Short exercise — Put every line of the records below into a JSON list of strings, one string per line, leaving out any blank lines.

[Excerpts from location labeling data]
=====

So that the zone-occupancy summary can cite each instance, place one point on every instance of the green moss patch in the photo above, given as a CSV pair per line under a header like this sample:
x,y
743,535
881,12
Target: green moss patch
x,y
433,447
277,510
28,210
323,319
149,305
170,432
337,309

=====

Task response —
[
  "So that the zone-occupancy summary can cite each instance, place one point on every instance of the green moss patch in the photo above, given as a CSV pair per line under a header like this sample:",
  "x,y",
  "743,535",
  "881,12",
  "Target: green moss patch",
  "x,y",
  "433,447",
  "277,510",
  "28,210",
  "323,319",
  "149,305",
  "170,432",
  "337,309"
]